==== Teks Bacaan

Baru sekitar pertengahan abad ke-19 sosiologi, ekonomi dan politik (Marx, 1848) mulai difahami sebagai bidang-bidang ilmu yang saling terjalin.

“Sociology thus remains concerned with society as a “whole” as some kind of totality, but it now regards itself as responsible only for one dimension of this totality. Society has been parceled out analytically (Tj. Only) among the various social sciences. From this analytic standpoint, sociology is indeed, concerned with social systems or society as a “whole”, but only as it is a social whole”. (Gouldner, 1973:94)

========
==== Daftar Materi

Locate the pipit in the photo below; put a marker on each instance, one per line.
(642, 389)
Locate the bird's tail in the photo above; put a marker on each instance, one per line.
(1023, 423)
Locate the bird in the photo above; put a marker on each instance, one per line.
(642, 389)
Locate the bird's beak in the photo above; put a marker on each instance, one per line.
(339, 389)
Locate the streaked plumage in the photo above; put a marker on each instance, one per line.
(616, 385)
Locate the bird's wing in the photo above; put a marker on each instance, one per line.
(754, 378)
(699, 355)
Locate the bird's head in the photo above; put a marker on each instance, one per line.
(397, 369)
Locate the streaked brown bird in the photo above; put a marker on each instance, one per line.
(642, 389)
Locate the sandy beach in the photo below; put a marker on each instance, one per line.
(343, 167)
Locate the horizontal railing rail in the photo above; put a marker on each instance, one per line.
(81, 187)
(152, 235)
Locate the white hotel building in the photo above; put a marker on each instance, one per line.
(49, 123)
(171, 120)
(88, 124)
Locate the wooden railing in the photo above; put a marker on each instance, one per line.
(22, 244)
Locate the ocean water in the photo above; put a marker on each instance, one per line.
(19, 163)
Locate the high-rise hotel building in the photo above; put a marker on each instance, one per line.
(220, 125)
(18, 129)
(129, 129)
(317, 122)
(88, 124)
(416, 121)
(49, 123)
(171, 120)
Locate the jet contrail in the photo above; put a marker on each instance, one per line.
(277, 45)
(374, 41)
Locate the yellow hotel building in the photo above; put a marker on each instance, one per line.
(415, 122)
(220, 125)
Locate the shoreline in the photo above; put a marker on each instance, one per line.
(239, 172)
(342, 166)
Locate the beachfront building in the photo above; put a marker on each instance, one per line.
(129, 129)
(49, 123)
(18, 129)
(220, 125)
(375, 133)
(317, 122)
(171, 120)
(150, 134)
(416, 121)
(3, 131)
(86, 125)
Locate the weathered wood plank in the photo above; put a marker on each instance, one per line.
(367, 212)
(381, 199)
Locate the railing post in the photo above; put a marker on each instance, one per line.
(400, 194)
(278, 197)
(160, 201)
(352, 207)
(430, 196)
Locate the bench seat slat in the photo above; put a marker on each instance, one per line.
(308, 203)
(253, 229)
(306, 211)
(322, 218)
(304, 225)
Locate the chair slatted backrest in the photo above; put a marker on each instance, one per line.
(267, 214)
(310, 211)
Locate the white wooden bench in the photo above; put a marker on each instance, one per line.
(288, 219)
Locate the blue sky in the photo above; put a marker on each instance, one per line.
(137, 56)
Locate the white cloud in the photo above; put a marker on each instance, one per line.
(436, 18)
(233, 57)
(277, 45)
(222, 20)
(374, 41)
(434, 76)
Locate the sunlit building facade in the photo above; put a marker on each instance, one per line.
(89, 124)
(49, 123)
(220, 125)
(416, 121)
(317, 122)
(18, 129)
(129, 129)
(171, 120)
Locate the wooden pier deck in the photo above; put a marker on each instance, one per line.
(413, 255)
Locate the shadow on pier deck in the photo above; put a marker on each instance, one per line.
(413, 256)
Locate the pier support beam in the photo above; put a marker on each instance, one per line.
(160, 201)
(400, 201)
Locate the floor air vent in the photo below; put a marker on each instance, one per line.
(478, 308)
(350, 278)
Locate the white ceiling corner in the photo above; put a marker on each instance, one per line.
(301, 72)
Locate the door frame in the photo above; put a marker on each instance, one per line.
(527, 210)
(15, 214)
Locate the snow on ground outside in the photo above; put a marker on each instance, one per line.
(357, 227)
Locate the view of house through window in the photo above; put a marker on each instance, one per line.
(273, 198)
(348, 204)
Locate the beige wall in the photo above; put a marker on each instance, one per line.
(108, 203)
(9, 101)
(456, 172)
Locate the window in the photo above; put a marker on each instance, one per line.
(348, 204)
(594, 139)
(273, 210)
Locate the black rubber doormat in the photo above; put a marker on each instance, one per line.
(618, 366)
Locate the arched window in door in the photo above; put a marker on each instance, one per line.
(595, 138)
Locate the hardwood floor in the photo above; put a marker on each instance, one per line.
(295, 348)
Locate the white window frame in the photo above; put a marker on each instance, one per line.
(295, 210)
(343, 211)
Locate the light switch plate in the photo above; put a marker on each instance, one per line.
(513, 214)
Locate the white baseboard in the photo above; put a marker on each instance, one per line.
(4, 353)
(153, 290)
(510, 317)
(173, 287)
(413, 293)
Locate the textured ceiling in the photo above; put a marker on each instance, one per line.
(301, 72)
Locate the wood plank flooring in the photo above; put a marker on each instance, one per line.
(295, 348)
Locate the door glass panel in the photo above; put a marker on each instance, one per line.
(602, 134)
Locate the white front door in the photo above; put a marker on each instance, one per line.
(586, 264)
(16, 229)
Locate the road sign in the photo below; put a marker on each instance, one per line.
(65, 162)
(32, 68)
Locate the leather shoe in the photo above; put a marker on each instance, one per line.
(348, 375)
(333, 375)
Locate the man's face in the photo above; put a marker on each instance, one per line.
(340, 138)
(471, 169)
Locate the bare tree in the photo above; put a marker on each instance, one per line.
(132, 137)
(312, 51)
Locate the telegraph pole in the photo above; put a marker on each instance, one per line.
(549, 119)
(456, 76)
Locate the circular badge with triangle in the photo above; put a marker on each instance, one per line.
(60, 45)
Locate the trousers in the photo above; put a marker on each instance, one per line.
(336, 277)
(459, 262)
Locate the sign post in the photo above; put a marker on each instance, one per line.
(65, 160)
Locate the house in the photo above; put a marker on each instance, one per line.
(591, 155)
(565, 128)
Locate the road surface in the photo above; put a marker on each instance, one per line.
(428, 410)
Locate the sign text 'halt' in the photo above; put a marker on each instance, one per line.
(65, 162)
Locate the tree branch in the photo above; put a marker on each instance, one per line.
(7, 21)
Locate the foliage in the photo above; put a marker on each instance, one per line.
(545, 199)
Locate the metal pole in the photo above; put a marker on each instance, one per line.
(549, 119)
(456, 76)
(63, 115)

========

▶ Tugas dan Latihan:
a - Ringkas teks tentang sosiologi dalam dua kalimat.
b - Teruskan teks tentang sosiologi itu mulai setelah kutipan Gouldner.

▶ Jawaban Berurutan:
a - Sosiologi, ekonomi, dan politik baru mulai dipahami sebagai bidang ilmu yang saling terjalin sekitar pertengahan abad ke-19. Menurut kutipan Gouldner, masyarakat telah dibagi secara analitis di antara berbagai ilmu sosial, sehingga sosiologi tetap memandang masyarakat sebagai suatu keseluruhan, tetapi hanya bertanggung jawab atas satu dimensinya, yaitu sebagai keseluruhan sosial.

b -
Theori dalam ilmu sosial pun mencari keteraturan perilaku manusia serta pemahaman dan sikap yang mendasarinya. Karena keadaan masyarakat yang berubah-ubah, pemahaman, sikap dan perilaku warga / pelaku social pun dapat berubah. Memang perubahaan sosial bisa bersifat makro, tetapi juga bisa lebih mikro mencakup kelompok-kelompok masyarakat yang relatif lebih kecil dari satu bangsa, atau kumpulan bangsa-bangsa. Theori juga mengandung sifat universalitas, artinya dapat berlaku di lain masyarakat yang mana saja, walaupun sering dibedakan atara Grand Theory dan theori yang cakupannya tidak seluas itu.

Theori August Comte, Karl Marx dan beberapa theory Max Weber dapat digolongkan ke Grand Theory, sedangkan theori Parson relatif mikro karena melepaskan diri dari kerangka sejarah dan memfokuskan analisnya pada sistem sosial dan struktur, lebih khusus dalam masyarakat Amerika Serikat.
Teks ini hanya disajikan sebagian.